Triangularia setosa is multicellular and has been observed in its sexual state only. As a member of the Ascomycota, development of ascus occurs within a sac-like structure. This sac, the perithecia, has a wide base, thin neck, and is covered in hairs. Triangularia setosa has the majority of these hairs are at the base of its fruiting body. The hairs are off-white in colour and are approximately 600μm long and 3μm wide. This fungus has an apical ring, which may vary in visibility as it has been described as both conspicuous and non-conspicuous in the literature.

Inside the perithecia are asci, each containing eight ascospores. A perithecia of P. setosa has been estimated to house 512 spores. The spores themselves are 19μm in length with a single apex on which exists a germ pore. Inside the ascus, spores are arranged densely and without organization. When mature, they are brown in colour, ellipsoidal in shape, and are coated in a clear hyaline covering. The spores possess a primary appendage at the distal end, and a secondary appendage at the apex. The secondary appendage, a feature which is commonly seen in coprophilous fungi, is thought to help with attachment to plant material. Under heavy-water conditions, swelling of the hyaline sheathe and activation of the secondary appendage allows for optimal attachment to surfaces.

==Physiology==
The cycle of successional colonization of P. setosa involves the ingestion and excretion of the fungus by herbivorous animals. Spore projection from animal excrement allows for transferring of the fungus between animals.

The process of spore dispersal requires the build-up of osmotic pressure inside the perithecia. At the threshold of pressure, ejection of spores occur through the apical pore. This pore is surrounded by an elastic ring which changes shape as the spore passes. The recoil of the apical ring back to its original shape following distortion amplifies the velocity at which spores exit the ascus. In the case of P. setosa, spores released in larger quantities (>100) may be ejected up to a distance of 35 cm. Notably, spore release may become rhythmic if given a day-night cycle.

==Habitat and ecology==
The favoured carbon source for P. setosa is the excrement of herbivorous animals, due to the broken-down plant material and abundance of Nitrogen. Though it is primarily found in the dung of herbivores, there are records of the fungus in the feces of omnivores. The dominance of bacteria makes this an unlikely occurrence, and as such it has yet to be recorded on the excrement of any carnivorous animals. Triangularia setosa may also be found on non-digested material, such as vegetable seeds, soil, and decaying plant material.

» Required action 1
According to the text on Triangularia setosa, how far can spores released in quantities over 100 be ejected?
» Required action 2
Transcribe the part of the Triangularia setosa text from "Triangularia setosa is" up to and including "in the literature.".
The records are not needed for anything here.

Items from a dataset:
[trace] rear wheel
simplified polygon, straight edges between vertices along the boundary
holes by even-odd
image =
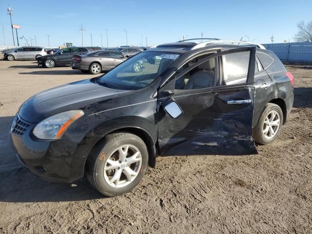
[[[263,145],[272,143],[277,137],[283,124],[283,112],[273,103],[268,103],[253,129],[255,142]]]
[[[12,55],[8,55],[8,57],[6,58],[9,61],[13,61],[15,59],[15,58],[14,57],[14,56]]]
[[[86,165],[87,177],[102,194],[121,195],[139,183],[148,160],[146,146],[138,136],[129,133],[110,134],[91,153]]]
[[[45,61],[44,65],[48,68],[52,68],[55,66],[55,62],[53,60],[49,58]]]
[[[92,74],[98,74],[102,71],[102,67],[98,63],[94,62],[90,65],[89,71]]]

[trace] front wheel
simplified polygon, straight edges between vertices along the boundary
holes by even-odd
[[[253,129],[254,141],[262,145],[272,143],[277,137],[283,124],[283,112],[276,104],[268,103]]]
[[[14,56],[12,55],[8,55],[7,58],[9,61],[13,61],[14,59],[15,59],[15,58],[14,57]]]
[[[144,141],[129,133],[110,134],[91,153],[86,165],[88,179],[108,196],[131,191],[147,168],[148,154]]]
[[[98,74],[102,71],[102,67],[98,63],[94,62],[90,65],[89,71],[92,74]]]
[[[44,65],[48,68],[52,68],[55,66],[55,62],[52,59],[48,59],[44,62]]]

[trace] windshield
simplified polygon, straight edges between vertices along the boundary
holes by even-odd
[[[139,89],[152,83],[180,55],[157,51],[140,53],[98,77],[96,82],[116,89]]]

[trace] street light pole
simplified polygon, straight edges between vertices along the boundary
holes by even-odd
[[[126,32],[126,45],[128,45],[128,34],[127,33],[127,30],[124,29],[125,32]]]
[[[50,47],[50,36],[51,35],[47,35],[47,36],[48,36],[48,45],[49,45],[48,47]]]
[[[107,43],[106,45],[107,46],[107,48],[108,48],[108,36],[107,35],[107,29],[105,30],[106,30],[106,42]]]
[[[79,30],[81,30],[81,39],[82,39],[82,46],[83,46],[83,31],[84,29],[83,29],[83,27],[82,27],[82,24],[81,23],[81,27],[79,29]]]
[[[12,23],[12,15],[13,14],[13,8],[12,7],[10,7],[10,5],[9,5],[9,7],[8,7],[8,15],[10,15],[10,20],[11,20],[11,28],[12,29],[12,36],[13,37],[13,44],[14,44],[14,46],[15,46],[15,40],[14,40],[14,33],[13,33],[13,25]]]

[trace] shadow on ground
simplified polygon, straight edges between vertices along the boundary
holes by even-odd
[[[293,107],[312,107],[312,88],[294,88]]]
[[[42,68],[42,71],[36,71],[34,72],[20,72],[19,74],[23,75],[88,75],[90,76],[91,74],[88,73],[83,73],[80,71],[78,70],[72,70],[71,68],[70,70],[52,70],[48,69],[47,68]]]

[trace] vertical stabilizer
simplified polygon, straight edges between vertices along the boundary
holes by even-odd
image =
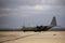
[[[55,18],[55,16],[52,18],[51,26],[56,26],[56,18]]]

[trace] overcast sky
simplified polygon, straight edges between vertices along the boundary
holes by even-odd
[[[50,25],[65,27],[65,0],[0,0],[0,28]]]

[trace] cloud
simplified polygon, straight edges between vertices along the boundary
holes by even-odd
[[[65,5],[65,0],[0,0],[0,8],[17,8],[20,5]]]

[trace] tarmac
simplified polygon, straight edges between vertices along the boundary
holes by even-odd
[[[65,43],[65,31],[0,31],[0,43]]]

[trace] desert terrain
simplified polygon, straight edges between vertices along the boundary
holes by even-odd
[[[0,43],[65,43],[65,31],[0,31]]]

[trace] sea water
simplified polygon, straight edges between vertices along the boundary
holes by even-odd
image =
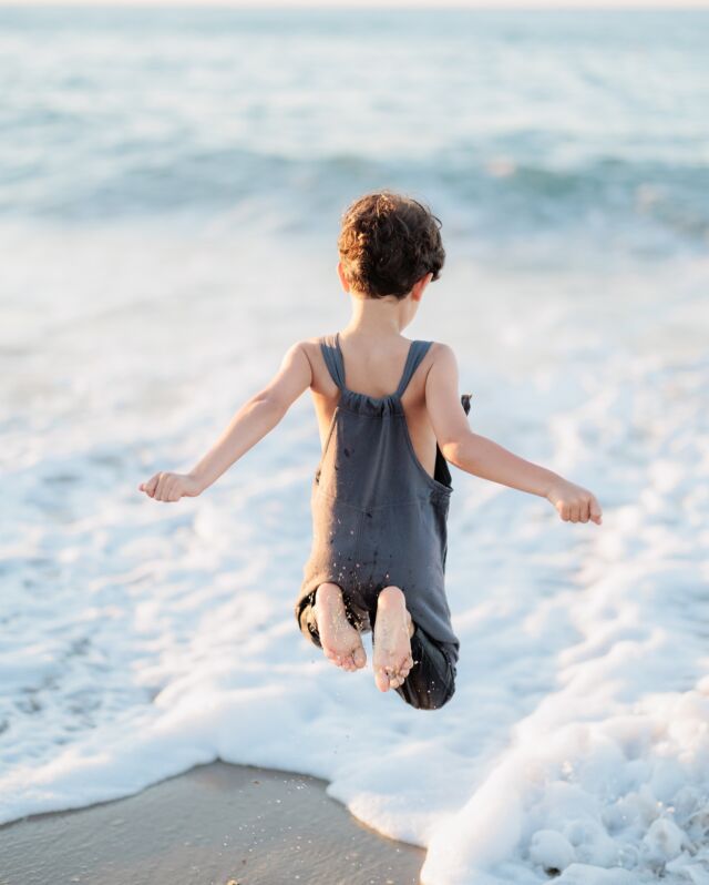
[[[308,772],[428,885],[709,883],[709,17],[0,11],[0,820],[214,759]],[[454,471],[438,712],[297,629],[343,208],[443,223],[412,337],[603,526]],[[367,648],[370,650],[369,642]]]

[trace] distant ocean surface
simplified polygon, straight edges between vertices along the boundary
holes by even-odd
[[[0,822],[220,757],[327,777],[427,885],[709,883],[709,13],[0,9]],[[603,527],[455,472],[455,698],[300,635],[339,220],[429,203],[412,337]],[[1,868],[0,868],[1,878]]]

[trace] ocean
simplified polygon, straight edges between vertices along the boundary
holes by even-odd
[[[0,822],[222,759],[310,773],[425,885],[709,883],[709,13],[0,9]],[[602,527],[454,471],[436,712],[298,631],[307,397],[381,187],[446,263],[471,426]],[[369,645],[368,645],[369,648]],[[1,871],[0,871],[1,872]]]

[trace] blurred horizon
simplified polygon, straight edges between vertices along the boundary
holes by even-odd
[[[321,2],[302,2],[302,0],[261,0],[261,2],[244,2],[243,0],[207,0],[201,3],[197,0],[106,0],[105,2],[94,2],[94,0],[0,0],[0,8],[31,9],[42,7],[55,7],[74,9],[78,7],[88,9],[102,9],[112,7],[134,7],[134,8],[187,8],[207,11],[210,8],[220,9],[244,9],[248,11],[258,10],[381,10],[382,12],[400,10],[435,10],[438,12],[474,10],[481,12],[631,12],[631,11],[664,11],[681,13],[685,11],[709,10],[709,0],[682,0],[675,4],[668,0],[624,0],[621,3],[614,0],[602,0],[602,2],[588,2],[587,0],[445,0],[436,3],[433,0],[388,0],[384,3],[378,0],[360,0],[359,2],[338,2],[337,0],[322,0]]]

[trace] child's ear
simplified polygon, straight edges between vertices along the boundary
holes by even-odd
[[[342,267],[342,262],[337,263],[337,275],[340,277],[340,283],[342,284],[342,288],[345,289],[345,292],[349,292],[350,284],[347,277],[345,276],[345,268]]]
[[[429,285],[432,278],[433,274],[429,272],[425,276],[422,276],[421,279],[417,279],[411,289],[411,297],[414,302],[421,301],[423,297],[423,289]]]

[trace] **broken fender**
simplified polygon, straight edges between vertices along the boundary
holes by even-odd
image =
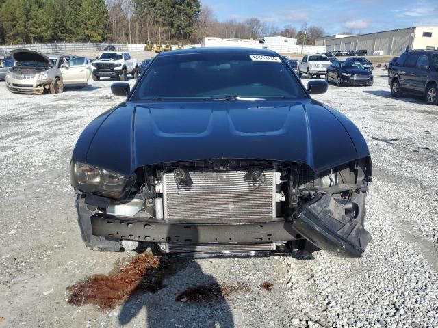
[[[371,241],[363,225],[365,197],[365,193],[357,195],[358,210],[350,217],[331,194],[316,197],[302,206],[293,227],[321,249],[344,258],[360,257]]]

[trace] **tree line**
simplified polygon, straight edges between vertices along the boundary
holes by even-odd
[[[256,18],[219,21],[199,0],[0,0],[0,43],[199,43],[203,36],[282,36],[313,44],[323,34],[307,23],[297,31]]]

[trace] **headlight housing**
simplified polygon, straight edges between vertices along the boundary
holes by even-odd
[[[135,175],[125,178],[107,169],[74,161],[70,165],[70,178],[72,186],[81,191],[116,199],[128,192],[136,181]]]
[[[47,76],[49,75],[49,70],[44,70],[40,73],[40,76],[38,77],[38,80],[47,80]]]

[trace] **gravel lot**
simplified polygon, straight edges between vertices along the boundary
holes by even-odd
[[[85,126],[121,99],[105,79],[42,96],[0,82],[0,327],[438,327],[438,107],[393,99],[385,71],[374,76],[372,87],[315,96],[352,120],[370,148],[373,241],[363,258],[179,260],[159,270],[159,288],[139,284],[112,308],[81,302],[84,290],[70,305],[66,290],[144,258],[83,246],[68,164]],[[178,297],[196,285],[208,288]]]

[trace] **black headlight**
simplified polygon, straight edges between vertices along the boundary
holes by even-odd
[[[120,198],[136,181],[134,176],[126,178],[116,172],[72,161],[71,184],[79,190],[111,198]]]

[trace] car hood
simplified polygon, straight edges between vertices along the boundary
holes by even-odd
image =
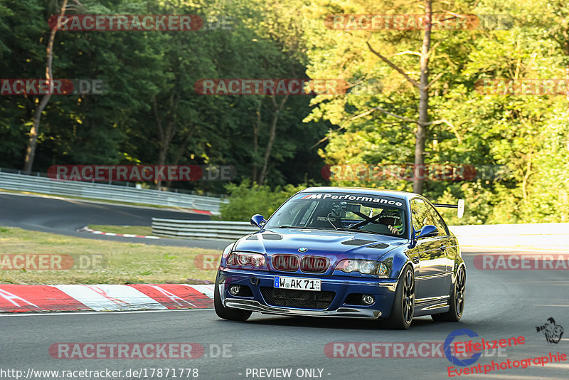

» Problem solution 1
Up to a distance of 35 cm.

» Problem solution 2
Triangularia setosa is multicellular and has been observed in its sexual state only. As a member of the Ascomycota, development of ascus occurs within a sac-like structure. This sac, the perithecia, has a wide base, thin neck, and is covered in hairs. Triangularia setosa has the majority of these hairs are at the base of its fruiting body. The hairs are off-white in colour and are approximately 600μm long and 3μm wide. This fungus has an apical ring, which may vary in visibility as it has been described as both conspicuous and non-conspicuous in the literature.